[TASK DETAILS]
Count the lines in the records below that contain the string "tire", treating uppercase and lowercase as different. Give only the number.

** begin DATA EXCERPTS **

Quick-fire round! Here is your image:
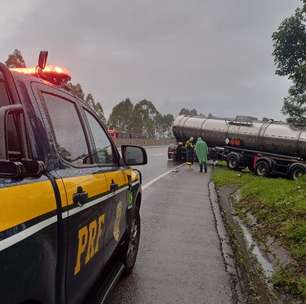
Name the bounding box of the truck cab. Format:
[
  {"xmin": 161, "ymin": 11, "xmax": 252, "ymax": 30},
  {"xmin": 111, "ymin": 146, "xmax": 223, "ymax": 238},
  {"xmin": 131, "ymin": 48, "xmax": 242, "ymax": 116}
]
[{"xmin": 0, "ymin": 54, "xmax": 147, "ymax": 304}]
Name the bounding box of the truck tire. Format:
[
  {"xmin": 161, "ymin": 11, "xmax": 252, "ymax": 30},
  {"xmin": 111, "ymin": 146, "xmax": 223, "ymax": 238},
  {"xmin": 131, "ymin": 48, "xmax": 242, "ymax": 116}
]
[
  {"xmin": 226, "ymin": 152, "xmax": 240, "ymax": 171},
  {"xmin": 122, "ymin": 210, "xmax": 141, "ymax": 275},
  {"xmin": 255, "ymin": 160, "xmax": 271, "ymax": 177},
  {"xmin": 290, "ymin": 165, "xmax": 306, "ymax": 180}
]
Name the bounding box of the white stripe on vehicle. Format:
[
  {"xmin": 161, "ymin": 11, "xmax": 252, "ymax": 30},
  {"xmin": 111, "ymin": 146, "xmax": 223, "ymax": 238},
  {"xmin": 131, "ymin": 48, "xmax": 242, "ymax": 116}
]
[
  {"xmin": 0, "ymin": 215, "xmax": 57, "ymax": 251},
  {"xmin": 0, "ymin": 181, "xmax": 140, "ymax": 251}
]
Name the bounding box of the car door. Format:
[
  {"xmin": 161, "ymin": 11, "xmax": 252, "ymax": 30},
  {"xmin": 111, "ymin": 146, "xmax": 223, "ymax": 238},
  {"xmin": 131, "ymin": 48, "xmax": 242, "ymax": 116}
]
[
  {"xmin": 36, "ymin": 87, "xmax": 129, "ymax": 304},
  {"xmin": 84, "ymin": 109, "xmax": 131, "ymax": 262},
  {"xmin": 0, "ymin": 77, "xmax": 58, "ymax": 304}
]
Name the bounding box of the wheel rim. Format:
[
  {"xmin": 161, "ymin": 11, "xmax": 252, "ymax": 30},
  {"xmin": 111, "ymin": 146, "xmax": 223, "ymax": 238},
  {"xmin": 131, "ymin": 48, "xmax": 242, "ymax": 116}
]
[
  {"xmin": 257, "ymin": 164, "xmax": 267, "ymax": 176},
  {"xmin": 229, "ymin": 157, "xmax": 237, "ymax": 169},
  {"xmin": 293, "ymin": 169, "xmax": 304, "ymax": 180}
]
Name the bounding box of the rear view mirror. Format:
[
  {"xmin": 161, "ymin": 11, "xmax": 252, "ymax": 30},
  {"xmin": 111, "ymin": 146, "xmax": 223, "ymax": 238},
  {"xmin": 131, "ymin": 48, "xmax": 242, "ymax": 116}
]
[
  {"xmin": 0, "ymin": 160, "xmax": 25, "ymax": 179},
  {"xmin": 121, "ymin": 145, "xmax": 148, "ymax": 166}
]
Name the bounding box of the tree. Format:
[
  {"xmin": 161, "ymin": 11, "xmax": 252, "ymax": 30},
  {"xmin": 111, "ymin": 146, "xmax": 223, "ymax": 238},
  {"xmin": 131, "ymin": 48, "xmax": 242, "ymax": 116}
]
[
  {"xmin": 67, "ymin": 82, "xmax": 106, "ymax": 123},
  {"xmin": 179, "ymin": 108, "xmax": 198, "ymax": 116},
  {"xmin": 108, "ymin": 98, "xmax": 134, "ymax": 132},
  {"xmin": 272, "ymin": 0, "xmax": 306, "ymax": 124},
  {"xmin": 5, "ymin": 49, "xmax": 26, "ymax": 68},
  {"xmin": 85, "ymin": 93, "xmax": 106, "ymax": 124},
  {"xmin": 131, "ymin": 99, "xmax": 160, "ymax": 138}
]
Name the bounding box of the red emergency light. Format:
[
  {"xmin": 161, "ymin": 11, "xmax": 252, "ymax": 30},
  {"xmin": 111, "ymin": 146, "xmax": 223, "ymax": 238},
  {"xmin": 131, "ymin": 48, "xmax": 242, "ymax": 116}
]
[{"xmin": 10, "ymin": 51, "xmax": 71, "ymax": 85}]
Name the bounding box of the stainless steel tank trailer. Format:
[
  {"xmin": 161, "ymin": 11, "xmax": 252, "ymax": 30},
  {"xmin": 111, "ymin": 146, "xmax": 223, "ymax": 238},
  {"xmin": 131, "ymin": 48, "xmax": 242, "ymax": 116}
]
[{"xmin": 168, "ymin": 115, "xmax": 306, "ymax": 179}]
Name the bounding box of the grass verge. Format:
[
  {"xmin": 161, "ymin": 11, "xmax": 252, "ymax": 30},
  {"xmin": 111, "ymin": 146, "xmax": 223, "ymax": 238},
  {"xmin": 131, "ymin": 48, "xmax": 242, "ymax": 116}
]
[{"xmin": 213, "ymin": 164, "xmax": 306, "ymax": 299}]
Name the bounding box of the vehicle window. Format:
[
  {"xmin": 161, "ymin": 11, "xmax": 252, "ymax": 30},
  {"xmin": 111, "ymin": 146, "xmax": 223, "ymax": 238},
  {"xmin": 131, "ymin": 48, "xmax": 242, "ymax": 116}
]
[
  {"xmin": 43, "ymin": 93, "xmax": 89, "ymax": 165},
  {"xmin": 85, "ymin": 110, "xmax": 115, "ymax": 165},
  {"xmin": 0, "ymin": 81, "xmax": 10, "ymax": 107}
]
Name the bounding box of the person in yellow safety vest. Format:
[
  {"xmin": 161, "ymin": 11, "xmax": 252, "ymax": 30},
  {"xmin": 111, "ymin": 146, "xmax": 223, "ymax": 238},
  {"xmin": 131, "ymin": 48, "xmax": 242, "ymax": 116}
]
[
  {"xmin": 185, "ymin": 137, "xmax": 194, "ymax": 166},
  {"xmin": 195, "ymin": 137, "xmax": 208, "ymax": 173}
]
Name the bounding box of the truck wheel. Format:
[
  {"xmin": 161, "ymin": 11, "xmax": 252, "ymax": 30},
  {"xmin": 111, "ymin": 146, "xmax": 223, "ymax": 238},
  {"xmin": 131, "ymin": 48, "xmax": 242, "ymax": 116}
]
[
  {"xmin": 122, "ymin": 210, "xmax": 141, "ymax": 275},
  {"xmin": 248, "ymin": 164, "xmax": 255, "ymax": 173},
  {"xmin": 227, "ymin": 153, "xmax": 240, "ymax": 170},
  {"xmin": 255, "ymin": 160, "xmax": 271, "ymax": 177},
  {"xmin": 290, "ymin": 166, "xmax": 306, "ymax": 180}
]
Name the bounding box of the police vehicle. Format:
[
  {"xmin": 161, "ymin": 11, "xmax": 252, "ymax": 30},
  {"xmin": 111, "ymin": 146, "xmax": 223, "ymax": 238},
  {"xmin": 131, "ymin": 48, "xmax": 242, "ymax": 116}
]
[{"xmin": 0, "ymin": 52, "xmax": 147, "ymax": 304}]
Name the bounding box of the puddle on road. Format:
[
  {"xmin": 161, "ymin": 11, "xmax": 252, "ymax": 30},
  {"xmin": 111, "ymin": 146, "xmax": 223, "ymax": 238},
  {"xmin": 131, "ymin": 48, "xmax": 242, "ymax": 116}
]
[{"xmin": 236, "ymin": 218, "xmax": 274, "ymax": 279}]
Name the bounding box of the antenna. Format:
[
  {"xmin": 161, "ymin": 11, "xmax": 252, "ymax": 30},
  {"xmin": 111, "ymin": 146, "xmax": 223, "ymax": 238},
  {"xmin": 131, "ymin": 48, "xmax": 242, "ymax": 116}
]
[{"xmin": 37, "ymin": 51, "xmax": 48, "ymax": 70}]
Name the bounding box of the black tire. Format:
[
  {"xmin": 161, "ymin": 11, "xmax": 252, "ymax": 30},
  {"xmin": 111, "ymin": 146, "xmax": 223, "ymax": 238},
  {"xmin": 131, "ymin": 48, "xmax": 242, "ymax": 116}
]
[
  {"xmin": 248, "ymin": 164, "xmax": 255, "ymax": 173},
  {"xmin": 226, "ymin": 153, "xmax": 240, "ymax": 171},
  {"xmin": 255, "ymin": 160, "xmax": 271, "ymax": 177},
  {"xmin": 122, "ymin": 210, "xmax": 141, "ymax": 275},
  {"xmin": 290, "ymin": 166, "xmax": 306, "ymax": 181}
]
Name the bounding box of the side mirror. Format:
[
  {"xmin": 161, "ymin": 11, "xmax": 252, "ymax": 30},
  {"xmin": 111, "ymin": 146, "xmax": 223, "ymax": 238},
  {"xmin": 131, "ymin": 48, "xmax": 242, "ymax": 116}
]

** end DATA EXCERPTS **

[THE COMPLETED TASK]
2